**Stated exercise**
Count the lines in the records below that contain the word "dining", and give only that number.

**Material for this exercise**
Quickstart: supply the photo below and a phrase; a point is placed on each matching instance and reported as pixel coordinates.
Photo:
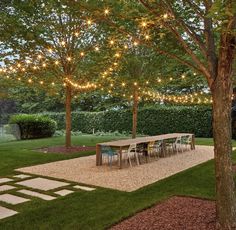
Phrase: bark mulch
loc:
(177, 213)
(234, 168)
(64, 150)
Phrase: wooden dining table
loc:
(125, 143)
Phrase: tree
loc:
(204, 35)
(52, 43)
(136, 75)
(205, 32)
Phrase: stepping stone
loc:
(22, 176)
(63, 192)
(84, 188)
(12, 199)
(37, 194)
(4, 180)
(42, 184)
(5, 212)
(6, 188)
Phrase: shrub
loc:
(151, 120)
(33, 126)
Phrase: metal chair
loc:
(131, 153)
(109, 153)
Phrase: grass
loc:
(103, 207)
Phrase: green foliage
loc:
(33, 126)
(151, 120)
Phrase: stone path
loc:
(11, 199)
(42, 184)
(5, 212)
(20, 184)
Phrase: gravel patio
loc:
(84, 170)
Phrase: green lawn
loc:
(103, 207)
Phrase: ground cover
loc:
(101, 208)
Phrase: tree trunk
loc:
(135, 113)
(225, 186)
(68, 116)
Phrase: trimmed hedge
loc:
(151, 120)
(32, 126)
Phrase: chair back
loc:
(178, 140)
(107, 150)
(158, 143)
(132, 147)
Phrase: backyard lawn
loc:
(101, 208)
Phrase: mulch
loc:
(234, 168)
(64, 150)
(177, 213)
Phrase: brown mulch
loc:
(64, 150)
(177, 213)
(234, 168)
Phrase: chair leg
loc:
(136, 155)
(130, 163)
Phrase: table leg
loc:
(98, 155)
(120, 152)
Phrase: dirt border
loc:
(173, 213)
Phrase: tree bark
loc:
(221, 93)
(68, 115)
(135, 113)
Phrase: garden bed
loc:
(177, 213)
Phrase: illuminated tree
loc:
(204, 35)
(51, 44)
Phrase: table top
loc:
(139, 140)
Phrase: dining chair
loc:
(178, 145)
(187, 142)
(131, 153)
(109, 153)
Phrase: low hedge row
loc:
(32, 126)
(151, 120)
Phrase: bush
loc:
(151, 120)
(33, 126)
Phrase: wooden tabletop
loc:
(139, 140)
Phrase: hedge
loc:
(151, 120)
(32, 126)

* * *

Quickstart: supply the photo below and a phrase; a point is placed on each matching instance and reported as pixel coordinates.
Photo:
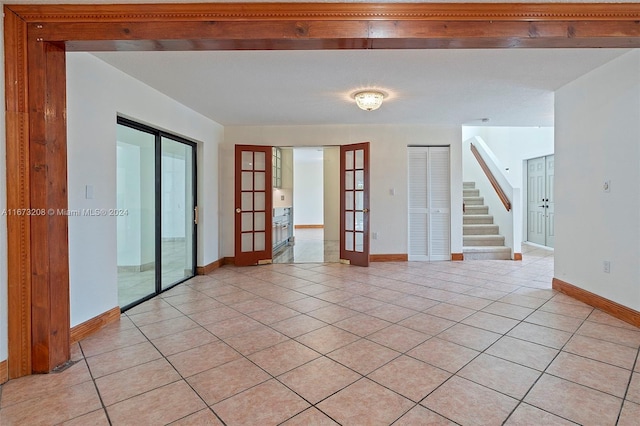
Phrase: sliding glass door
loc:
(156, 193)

--

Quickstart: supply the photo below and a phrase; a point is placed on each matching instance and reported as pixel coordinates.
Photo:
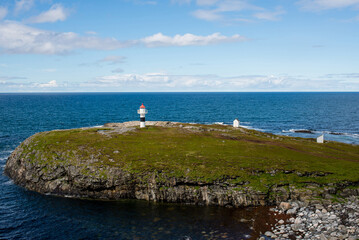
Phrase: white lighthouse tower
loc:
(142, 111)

**Answer in full**
2